ACTION ITEM:
From the records below, return every line containing the word "after".

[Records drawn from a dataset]
==*==

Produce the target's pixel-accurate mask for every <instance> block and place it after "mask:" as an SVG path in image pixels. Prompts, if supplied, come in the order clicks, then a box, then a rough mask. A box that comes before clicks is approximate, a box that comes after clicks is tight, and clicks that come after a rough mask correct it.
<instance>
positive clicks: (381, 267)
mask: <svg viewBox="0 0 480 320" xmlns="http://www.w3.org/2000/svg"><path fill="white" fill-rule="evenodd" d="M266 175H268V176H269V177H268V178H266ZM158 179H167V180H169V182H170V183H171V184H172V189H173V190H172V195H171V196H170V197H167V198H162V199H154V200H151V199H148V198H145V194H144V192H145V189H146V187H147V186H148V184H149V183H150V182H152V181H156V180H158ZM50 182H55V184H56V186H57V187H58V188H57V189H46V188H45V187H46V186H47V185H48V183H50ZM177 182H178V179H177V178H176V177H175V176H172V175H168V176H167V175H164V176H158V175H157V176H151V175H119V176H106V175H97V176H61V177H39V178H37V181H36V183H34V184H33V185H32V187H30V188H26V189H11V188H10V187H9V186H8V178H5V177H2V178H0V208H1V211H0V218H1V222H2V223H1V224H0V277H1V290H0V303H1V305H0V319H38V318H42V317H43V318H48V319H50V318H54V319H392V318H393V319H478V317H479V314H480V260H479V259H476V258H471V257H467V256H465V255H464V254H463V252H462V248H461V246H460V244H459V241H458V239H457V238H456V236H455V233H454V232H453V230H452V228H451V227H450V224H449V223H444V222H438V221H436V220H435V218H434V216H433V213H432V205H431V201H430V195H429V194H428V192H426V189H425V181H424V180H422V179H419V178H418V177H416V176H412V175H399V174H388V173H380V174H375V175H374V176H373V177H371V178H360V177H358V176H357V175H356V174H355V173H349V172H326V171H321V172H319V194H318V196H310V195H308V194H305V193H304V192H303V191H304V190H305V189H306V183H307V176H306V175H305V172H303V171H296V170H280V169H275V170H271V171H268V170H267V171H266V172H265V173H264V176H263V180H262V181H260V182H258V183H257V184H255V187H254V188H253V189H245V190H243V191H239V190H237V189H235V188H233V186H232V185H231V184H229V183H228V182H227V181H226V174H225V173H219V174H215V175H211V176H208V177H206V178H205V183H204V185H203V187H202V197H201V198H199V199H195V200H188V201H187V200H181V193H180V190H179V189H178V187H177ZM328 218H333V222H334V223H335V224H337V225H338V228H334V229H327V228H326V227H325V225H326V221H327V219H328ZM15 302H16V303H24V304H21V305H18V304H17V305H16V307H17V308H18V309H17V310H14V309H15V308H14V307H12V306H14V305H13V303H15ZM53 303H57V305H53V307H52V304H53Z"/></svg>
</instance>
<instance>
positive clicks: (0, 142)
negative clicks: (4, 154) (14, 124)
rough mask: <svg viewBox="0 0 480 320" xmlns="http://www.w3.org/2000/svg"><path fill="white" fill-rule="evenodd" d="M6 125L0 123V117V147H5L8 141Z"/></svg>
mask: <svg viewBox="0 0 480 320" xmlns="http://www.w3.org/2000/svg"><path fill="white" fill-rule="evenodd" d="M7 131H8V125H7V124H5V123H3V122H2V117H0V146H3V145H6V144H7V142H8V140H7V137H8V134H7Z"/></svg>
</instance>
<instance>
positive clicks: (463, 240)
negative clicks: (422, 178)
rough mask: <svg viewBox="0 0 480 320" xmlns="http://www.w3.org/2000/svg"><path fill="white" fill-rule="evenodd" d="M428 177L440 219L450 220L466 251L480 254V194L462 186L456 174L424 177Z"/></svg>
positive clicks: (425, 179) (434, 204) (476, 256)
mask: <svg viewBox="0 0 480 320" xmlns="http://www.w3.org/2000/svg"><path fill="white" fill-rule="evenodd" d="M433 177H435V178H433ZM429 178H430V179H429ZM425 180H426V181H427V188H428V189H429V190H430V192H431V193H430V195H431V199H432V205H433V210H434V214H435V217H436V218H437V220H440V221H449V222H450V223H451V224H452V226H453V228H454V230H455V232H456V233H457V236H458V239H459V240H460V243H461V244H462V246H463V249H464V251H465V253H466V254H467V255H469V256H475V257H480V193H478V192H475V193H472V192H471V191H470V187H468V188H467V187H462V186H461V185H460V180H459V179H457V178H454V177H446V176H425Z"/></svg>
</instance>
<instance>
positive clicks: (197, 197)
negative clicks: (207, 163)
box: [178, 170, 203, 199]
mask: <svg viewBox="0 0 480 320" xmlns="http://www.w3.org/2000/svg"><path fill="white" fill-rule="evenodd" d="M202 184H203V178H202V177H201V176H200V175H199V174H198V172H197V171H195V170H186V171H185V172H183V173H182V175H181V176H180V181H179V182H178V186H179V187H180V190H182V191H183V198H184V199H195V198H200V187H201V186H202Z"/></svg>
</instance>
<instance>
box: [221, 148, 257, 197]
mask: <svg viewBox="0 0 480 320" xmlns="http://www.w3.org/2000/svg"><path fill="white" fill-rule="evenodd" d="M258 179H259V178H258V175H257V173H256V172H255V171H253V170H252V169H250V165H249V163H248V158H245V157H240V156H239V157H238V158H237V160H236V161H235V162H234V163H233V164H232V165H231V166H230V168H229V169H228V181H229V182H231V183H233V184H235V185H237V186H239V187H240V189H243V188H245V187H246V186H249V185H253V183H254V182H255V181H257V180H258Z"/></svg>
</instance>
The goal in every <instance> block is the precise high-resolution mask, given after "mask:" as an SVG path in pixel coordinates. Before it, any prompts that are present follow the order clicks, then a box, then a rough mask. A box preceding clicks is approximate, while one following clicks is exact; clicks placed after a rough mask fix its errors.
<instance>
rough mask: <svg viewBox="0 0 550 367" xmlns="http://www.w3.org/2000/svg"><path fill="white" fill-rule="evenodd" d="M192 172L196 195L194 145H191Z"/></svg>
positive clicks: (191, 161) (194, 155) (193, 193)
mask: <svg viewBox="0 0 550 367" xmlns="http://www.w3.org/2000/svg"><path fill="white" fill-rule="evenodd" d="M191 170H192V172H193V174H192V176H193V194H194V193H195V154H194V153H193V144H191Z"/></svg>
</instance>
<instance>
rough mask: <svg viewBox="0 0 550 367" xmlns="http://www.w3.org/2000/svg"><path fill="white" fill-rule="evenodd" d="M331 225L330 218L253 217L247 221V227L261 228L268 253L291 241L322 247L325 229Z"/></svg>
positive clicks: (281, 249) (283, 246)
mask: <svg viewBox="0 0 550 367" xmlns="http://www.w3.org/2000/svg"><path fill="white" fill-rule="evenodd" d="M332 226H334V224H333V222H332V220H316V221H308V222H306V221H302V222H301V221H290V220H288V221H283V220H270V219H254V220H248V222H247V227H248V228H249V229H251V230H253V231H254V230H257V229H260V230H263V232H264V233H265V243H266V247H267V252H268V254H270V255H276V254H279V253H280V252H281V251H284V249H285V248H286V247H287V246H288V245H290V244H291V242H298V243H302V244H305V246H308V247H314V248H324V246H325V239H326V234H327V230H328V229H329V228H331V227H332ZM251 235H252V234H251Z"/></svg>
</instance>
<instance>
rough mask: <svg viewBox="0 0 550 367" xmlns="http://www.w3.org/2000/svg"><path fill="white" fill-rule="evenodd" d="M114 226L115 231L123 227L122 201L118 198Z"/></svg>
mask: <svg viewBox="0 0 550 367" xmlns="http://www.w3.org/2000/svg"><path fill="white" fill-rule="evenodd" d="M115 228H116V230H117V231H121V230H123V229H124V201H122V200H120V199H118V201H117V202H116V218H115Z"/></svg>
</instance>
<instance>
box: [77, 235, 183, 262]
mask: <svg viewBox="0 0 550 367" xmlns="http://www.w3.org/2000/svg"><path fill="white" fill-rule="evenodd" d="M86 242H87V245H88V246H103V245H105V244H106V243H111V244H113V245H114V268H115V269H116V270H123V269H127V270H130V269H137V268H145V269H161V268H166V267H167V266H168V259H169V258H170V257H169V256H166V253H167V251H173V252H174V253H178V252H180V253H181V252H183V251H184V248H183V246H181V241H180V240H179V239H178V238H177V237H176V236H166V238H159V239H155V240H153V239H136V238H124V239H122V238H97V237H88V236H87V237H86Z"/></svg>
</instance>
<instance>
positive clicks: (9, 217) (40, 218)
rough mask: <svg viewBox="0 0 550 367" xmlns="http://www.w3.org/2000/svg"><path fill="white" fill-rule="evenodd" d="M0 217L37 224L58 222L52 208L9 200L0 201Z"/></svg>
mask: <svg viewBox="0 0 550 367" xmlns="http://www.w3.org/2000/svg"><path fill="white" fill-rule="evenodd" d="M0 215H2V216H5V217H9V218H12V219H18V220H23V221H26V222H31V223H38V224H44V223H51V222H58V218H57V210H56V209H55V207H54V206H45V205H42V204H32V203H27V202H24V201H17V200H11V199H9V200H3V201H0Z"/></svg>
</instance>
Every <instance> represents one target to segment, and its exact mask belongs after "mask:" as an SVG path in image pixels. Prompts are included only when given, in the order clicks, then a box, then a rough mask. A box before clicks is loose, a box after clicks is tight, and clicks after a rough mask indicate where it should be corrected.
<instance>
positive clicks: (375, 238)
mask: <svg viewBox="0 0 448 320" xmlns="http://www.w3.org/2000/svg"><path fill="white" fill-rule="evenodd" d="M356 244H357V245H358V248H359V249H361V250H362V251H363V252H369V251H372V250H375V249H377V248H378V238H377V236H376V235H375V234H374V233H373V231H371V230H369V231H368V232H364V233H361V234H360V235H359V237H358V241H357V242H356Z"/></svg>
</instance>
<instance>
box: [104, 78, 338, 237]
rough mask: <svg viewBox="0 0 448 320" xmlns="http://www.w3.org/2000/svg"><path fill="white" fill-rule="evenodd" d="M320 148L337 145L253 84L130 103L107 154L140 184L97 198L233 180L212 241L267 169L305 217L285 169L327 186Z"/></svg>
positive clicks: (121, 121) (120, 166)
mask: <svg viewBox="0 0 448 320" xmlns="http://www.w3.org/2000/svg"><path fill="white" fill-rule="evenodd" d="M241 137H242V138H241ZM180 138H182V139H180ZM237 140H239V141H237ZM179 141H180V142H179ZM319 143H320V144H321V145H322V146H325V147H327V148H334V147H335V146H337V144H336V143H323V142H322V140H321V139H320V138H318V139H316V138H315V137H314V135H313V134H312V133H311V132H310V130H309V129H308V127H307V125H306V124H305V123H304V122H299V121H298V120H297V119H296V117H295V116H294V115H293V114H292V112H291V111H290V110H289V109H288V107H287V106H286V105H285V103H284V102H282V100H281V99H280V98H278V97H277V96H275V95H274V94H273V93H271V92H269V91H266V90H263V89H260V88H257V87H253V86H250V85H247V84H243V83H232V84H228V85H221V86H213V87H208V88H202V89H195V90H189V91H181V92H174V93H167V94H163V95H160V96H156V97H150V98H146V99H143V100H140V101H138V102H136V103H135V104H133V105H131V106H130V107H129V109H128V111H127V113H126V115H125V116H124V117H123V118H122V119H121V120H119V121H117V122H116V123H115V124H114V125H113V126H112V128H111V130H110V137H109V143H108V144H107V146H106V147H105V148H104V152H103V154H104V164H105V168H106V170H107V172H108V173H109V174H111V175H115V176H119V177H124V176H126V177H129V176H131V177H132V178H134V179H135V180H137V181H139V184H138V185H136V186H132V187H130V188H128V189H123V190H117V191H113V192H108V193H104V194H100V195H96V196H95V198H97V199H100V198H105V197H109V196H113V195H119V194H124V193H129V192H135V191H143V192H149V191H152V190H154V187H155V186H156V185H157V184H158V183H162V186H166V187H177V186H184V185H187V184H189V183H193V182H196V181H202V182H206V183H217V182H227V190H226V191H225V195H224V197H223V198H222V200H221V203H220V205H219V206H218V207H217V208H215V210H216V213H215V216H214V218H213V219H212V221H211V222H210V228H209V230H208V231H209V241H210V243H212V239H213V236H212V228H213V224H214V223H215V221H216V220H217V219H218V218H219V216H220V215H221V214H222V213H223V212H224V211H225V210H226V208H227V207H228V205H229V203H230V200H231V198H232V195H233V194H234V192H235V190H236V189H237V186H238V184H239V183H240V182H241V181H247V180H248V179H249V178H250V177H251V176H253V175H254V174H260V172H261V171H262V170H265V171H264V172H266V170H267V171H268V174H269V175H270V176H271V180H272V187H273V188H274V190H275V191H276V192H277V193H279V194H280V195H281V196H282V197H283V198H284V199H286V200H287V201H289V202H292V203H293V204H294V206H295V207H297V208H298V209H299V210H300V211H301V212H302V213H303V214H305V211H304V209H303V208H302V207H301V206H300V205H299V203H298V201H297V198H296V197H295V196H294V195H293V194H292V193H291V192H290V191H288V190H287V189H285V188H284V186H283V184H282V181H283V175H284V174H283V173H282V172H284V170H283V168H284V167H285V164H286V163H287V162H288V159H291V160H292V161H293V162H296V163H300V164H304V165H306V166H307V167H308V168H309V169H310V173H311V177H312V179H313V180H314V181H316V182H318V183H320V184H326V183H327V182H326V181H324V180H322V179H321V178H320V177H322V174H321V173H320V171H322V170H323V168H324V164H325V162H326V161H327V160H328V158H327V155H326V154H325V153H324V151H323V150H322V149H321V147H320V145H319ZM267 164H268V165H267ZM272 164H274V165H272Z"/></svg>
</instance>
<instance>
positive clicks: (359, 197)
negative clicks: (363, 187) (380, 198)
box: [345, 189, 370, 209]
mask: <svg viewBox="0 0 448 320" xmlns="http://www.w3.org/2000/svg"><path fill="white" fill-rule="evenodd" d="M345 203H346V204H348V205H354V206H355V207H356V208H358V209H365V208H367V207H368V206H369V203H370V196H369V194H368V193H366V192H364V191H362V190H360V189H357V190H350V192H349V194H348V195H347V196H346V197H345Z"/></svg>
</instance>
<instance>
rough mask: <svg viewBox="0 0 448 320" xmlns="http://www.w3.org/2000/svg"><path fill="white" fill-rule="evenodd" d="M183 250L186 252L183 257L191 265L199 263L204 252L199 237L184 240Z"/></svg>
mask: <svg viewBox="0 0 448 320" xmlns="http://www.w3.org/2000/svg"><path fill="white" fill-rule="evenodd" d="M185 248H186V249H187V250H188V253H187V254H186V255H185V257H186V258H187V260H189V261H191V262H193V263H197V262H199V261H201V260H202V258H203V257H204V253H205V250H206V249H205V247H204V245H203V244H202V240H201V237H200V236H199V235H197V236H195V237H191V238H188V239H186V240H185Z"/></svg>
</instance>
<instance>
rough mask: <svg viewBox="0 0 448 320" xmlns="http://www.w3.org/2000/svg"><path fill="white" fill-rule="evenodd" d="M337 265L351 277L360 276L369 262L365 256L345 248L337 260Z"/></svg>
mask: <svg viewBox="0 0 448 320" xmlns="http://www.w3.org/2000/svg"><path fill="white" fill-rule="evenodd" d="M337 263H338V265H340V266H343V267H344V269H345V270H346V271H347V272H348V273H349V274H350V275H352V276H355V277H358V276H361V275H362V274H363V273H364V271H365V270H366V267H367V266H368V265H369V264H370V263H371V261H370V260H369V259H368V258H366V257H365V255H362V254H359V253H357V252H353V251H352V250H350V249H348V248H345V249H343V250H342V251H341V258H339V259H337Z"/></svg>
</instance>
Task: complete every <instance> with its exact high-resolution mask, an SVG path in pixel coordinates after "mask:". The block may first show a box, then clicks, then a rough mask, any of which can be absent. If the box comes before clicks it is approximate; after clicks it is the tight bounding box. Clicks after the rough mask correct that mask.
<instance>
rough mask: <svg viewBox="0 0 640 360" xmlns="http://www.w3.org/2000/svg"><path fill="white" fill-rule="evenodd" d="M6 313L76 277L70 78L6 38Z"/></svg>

==*==

ANSWER BELOW:
Produce the target's pixel-accurate mask for every <instance> block and place it after "mask:" as an SVG path in image pixels. Prompts, if supplied, come in the order clicks, then a box, then a rough mask. A box that comes before clicks is approximate, a box that comes after clicks is tight, and clicks that come after a rough mask correct it.
The goal in every <instance> block is the precise high-resolution mask, given after "mask:" as an SVG path in pixel coordinates. Before it, any prompts that are present follow the order clicks, then a box, then a rough mask. A box preceding clicks is approximate, while one following clicks is exact; clicks placed after a rough mask fix its errors.
Every <instance> represents one target to segment, and its exact mask belongs after "mask:" as an SVG path in image pixels. Prompts are included only when given, in the order clicks, then a box, then a rough mask. A box before clicks is loose, a box after clicks is tight, and clicks after a rough mask indicate where it should be corrected.
Task: complete every <instance> with its exact high-resolution mask, an SVG path in pixel coordinates after "mask:". The block may first show a box, then clicks, then a rough mask, any of which can be absent. If the box comes before clicks it is approximate; after clicks it is the tight bounding box. Clicks after the rough mask correct that mask.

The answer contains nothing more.